# Extrait fourni
···

Les fans de french comics, qui plus est indés, ont en mémoire l'étonnant Capitaine LSD, de Jim Dandy (un pseudo). Un récit en Noir et Blanc au ton tragi-comique qui révélait une réelle profondeur en ne se limitant pas à caricaturer le genre super-héroïque. L'auteur, Mathias Fourrier (de son vrai nom), propose cette fois-ci une histoire complètement différente, L'écume des Ours. Une romance revisitée de La Belle et la Bête, en couleurs. Il s'est prêté avec engouement à l'exercice des questions-réponses.
interview Comics
Jim Dandy (Mathias Fourier)
Bonjour Mathias. On te connaît aussi sous le pseudonyme de Jim Dandy. Peux-tu te présenter ? :)
Mathias Fourrier : Salut ! Eh bien voilà, Jim Dandy c’est le type qui aime les super-héros, qui essaie d'en dessiner mais qui galère un peu. Mathias c’est celui qui lit des comics indé et fait des fanzines. Ils sont incompatibles alors je les ai dissociés. En gros je préfère être moi-même (Mathias) mais parfois Jim prend le dessus... et puis faut bien avouer que c’est quand même fun de dessiner des super-héros !
Peux-tu nous parler de ton parcours et ce qui t'a amené à faire de la bande dessinée ?
Mathias Fourrier : Je crois que j'ai fait de la BD pour garder une trace des choses qui me semblaient importantes (quand j'étais enfant) : retranscrire des histoires inventées par mon père, le film de La Guerre Des Etoiles (y avait pas de magnétoscope à cette époque,enfin pas à la maison), un album du Scrameustache vu à la TV dans Temps X ou Récré A2... Il y avait cette idée de garder une trace de ces choses qui m’avaient fascinées. Je crois que j’avais peur de les oublier, du coup je les dessinais de mémoire. Après ça j’ai découvert Strange et je ne rêvais plus que de Spider-Man. Pour résumer mon parcours je dirais que j’ai fait deux ans de Beaux-Arts à Tournai et après j’ai travaillé chez Semic, principalement sur Zembla et parfois avec Franc Oneta. J’ai aussi bossé comme scénariste à la TV sur des dessins animés ( Iron Man et le Petit Nicolas ) et j’ai eu la chance de réaliser mon premier album "Capitaine LSD" ainsi qu’un comic d'Ozark. Ca fait peu, mais j’ai toujours bossé à temps complet dans la restauration ou l'hôtellerie en parallèle. Je crois que je ne voulais pas faire que de la BD, car l’inspiration me vient de ce que je vis et un dessinateur reste beaucoup assis à sa table. Mais aujourd'hui je commence à avoir envie d'une vie moins harassante, en gros si je pouvais rester assis un peu plus ce serait parfait.

···

# Données fournies
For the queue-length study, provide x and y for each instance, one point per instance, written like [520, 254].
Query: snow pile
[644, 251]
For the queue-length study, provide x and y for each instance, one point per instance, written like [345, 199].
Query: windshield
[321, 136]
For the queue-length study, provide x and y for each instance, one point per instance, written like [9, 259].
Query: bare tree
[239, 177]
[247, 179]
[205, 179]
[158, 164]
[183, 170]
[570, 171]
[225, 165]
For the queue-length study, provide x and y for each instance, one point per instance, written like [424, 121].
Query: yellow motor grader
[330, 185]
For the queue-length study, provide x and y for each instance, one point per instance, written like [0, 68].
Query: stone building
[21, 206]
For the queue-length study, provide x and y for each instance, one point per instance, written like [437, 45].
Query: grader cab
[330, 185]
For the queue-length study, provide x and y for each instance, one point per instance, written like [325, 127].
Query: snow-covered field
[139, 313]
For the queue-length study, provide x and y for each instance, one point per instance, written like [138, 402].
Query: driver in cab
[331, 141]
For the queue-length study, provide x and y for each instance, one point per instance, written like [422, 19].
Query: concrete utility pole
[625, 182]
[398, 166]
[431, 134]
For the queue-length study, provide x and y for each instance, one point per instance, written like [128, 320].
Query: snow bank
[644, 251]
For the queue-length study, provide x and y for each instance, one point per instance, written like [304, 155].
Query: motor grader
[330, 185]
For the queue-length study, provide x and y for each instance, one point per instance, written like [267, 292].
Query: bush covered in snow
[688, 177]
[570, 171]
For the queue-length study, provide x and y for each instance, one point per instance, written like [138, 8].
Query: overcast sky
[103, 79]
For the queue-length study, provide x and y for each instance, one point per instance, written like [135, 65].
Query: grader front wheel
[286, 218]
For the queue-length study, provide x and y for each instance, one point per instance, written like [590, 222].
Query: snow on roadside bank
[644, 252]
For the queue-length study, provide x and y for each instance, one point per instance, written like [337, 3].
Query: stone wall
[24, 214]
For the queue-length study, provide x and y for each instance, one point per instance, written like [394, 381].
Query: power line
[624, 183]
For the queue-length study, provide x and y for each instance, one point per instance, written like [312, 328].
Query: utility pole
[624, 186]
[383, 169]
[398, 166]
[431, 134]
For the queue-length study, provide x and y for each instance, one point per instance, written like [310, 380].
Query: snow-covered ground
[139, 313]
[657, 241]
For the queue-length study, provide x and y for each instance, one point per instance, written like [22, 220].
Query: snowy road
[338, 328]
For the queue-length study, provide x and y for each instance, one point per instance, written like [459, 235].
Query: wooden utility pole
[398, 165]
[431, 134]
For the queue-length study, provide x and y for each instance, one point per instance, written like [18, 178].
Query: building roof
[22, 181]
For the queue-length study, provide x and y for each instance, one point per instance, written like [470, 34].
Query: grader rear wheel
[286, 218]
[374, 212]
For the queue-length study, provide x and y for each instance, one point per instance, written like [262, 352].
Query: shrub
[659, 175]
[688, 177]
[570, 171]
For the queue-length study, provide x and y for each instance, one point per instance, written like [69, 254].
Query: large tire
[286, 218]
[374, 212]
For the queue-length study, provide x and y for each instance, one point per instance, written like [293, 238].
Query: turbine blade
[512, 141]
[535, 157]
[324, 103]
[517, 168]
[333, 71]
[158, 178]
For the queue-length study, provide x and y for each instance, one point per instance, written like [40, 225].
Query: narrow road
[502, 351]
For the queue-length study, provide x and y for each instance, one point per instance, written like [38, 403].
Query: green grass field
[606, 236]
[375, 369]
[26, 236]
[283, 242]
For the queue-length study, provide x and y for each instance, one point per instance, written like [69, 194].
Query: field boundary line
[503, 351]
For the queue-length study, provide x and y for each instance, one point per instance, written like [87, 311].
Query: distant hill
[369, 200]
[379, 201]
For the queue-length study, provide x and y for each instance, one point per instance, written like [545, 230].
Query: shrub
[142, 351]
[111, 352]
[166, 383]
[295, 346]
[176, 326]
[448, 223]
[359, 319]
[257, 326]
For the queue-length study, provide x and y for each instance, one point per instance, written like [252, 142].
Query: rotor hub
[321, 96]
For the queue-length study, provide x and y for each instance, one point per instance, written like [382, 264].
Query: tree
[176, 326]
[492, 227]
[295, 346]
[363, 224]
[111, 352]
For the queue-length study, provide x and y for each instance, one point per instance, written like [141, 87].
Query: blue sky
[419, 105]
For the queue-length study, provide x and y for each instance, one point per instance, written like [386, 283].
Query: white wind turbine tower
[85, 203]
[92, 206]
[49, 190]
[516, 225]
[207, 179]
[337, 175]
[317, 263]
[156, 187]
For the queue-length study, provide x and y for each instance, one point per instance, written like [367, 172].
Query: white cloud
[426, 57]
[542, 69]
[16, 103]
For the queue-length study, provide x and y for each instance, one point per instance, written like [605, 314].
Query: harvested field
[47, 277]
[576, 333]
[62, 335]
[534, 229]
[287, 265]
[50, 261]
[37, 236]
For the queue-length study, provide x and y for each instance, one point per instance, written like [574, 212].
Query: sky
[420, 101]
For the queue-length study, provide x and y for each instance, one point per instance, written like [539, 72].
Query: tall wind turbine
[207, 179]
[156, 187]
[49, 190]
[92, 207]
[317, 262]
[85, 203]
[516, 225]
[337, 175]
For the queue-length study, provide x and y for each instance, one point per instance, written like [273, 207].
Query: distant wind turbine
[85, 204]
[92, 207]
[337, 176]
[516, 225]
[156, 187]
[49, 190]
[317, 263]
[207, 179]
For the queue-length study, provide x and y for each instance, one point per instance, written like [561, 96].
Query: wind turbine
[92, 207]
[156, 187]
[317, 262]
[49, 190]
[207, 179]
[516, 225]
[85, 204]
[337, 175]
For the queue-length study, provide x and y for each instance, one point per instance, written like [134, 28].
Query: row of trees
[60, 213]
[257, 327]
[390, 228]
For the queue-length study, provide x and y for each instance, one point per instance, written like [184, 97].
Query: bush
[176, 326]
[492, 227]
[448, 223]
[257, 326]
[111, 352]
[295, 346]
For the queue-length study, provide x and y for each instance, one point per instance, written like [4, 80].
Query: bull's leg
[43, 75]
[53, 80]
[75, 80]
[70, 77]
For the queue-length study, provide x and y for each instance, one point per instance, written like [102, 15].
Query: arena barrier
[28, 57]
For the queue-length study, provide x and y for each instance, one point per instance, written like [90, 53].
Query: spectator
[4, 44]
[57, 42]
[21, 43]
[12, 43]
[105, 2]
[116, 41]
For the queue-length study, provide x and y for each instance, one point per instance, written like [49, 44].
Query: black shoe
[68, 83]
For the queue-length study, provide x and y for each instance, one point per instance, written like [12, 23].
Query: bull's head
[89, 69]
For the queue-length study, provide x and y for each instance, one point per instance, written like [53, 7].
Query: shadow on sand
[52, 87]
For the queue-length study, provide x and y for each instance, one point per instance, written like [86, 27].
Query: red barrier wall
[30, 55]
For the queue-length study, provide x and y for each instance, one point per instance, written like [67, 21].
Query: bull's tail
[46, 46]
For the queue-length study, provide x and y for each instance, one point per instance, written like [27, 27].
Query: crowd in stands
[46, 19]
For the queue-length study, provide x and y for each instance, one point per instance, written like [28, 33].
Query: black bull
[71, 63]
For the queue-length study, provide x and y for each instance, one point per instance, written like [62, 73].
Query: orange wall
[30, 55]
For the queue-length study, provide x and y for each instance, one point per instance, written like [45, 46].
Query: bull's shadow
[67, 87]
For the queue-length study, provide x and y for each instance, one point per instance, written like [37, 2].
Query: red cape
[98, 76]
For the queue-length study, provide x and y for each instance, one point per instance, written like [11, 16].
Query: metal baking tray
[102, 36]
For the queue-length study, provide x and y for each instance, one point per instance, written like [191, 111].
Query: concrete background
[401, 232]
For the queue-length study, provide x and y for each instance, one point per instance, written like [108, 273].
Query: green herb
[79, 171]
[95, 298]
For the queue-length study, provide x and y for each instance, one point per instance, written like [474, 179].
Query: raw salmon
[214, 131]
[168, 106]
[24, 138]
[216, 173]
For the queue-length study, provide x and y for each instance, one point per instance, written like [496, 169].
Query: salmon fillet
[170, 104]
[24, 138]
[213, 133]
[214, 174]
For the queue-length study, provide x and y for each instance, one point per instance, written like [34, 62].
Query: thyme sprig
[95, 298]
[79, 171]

···

# Consigne
Réécrivez le passage de l'entretien qui s'ouvre sur les mots contenant « Les fans de » et se clôt sur « l'exercice des questions-réponses. », s'il vous plaît, en changeant « romance » en « variation ».

# Résultat de l'exercice
Les fans de french comics, qui plus est indés, ont en mémoire l'étonnant Capitaine LSD, de Jim Dandy (un pseudo). Un récit en Noir et Blanc au ton tragi-comique qui révélait une réelle profondeur en ne se limitant pas à caricaturer le genre super-héroïque. L'auteur, Mathias Fourrier (de son vrai nom), propose cette fois-ci une histoire complètement différente, L'écume des Ours. Une variation revisitée de La Belle et la Bête, en couleurs. Il s'est prêté avec engouement à l'exercice des questions-réponses.